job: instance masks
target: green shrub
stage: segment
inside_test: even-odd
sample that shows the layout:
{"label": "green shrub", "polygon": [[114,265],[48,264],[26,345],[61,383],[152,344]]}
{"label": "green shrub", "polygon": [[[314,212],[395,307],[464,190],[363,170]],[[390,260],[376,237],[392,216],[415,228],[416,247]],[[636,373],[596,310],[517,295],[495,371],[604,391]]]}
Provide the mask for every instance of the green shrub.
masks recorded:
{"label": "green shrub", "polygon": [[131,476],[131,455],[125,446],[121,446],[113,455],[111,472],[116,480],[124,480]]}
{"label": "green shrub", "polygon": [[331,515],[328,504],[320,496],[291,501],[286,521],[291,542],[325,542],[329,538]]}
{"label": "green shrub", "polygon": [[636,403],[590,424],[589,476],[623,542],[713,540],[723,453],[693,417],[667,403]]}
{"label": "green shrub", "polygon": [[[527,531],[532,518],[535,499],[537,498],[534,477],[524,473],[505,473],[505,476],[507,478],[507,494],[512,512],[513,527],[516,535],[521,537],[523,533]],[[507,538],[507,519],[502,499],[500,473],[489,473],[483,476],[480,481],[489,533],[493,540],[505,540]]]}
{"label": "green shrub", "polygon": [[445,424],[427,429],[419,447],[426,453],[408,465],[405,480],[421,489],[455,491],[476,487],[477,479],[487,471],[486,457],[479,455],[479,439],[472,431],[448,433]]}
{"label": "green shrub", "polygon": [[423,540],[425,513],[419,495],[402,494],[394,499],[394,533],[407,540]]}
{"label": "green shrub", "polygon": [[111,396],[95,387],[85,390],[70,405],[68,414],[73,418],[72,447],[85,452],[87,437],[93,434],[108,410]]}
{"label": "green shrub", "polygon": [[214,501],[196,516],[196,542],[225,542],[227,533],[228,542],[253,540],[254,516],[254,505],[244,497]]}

:::::

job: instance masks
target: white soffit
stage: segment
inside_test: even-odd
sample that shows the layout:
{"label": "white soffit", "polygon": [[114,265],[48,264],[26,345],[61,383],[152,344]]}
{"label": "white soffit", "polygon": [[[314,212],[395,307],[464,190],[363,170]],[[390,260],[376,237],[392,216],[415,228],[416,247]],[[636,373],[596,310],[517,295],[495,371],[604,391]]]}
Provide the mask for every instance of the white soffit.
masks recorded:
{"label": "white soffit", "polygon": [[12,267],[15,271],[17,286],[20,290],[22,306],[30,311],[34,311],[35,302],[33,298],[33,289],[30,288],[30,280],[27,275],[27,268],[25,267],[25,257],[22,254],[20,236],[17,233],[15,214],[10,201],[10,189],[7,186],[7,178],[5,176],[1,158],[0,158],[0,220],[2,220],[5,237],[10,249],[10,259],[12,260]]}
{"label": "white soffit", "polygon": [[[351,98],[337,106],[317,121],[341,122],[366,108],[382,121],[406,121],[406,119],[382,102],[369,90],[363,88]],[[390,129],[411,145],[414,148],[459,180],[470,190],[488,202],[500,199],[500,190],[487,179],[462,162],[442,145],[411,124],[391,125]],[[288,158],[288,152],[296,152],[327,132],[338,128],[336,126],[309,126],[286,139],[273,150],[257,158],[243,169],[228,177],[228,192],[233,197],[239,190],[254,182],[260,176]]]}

:::::

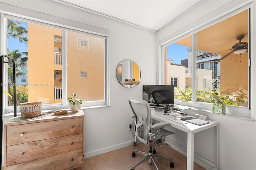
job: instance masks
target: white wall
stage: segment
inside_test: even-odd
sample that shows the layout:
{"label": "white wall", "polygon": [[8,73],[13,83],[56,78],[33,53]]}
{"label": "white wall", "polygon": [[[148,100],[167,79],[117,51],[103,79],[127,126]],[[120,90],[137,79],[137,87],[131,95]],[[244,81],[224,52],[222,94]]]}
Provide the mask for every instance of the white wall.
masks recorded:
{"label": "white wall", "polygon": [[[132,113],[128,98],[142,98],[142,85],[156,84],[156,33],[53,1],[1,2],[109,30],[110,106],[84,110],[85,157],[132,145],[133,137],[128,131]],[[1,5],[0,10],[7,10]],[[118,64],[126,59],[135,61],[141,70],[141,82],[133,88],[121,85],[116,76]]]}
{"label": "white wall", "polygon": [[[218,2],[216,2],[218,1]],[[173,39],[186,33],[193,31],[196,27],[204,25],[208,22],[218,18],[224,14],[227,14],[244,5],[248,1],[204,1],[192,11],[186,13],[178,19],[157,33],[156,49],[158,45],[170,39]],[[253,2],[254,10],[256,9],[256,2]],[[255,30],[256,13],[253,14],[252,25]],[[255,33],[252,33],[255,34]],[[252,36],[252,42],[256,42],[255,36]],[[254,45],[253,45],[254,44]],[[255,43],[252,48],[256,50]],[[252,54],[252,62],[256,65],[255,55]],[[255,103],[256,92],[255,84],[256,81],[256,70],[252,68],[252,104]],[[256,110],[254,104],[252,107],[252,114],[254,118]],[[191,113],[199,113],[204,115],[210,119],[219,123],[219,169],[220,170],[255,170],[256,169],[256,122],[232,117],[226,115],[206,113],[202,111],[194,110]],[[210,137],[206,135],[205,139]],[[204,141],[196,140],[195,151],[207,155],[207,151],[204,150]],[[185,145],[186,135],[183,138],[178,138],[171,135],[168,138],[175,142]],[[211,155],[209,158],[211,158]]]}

:::::

DO THIS:
Can you pull out every line of the entries above that contains the string "Provide", counting only matches with the same capitalization?

WRITTEN REPLY:
Provide the mask for every instance of the green shrub.
Provide the mask for every instance of the white soffit.
Provide the mask for every instance of the white wall.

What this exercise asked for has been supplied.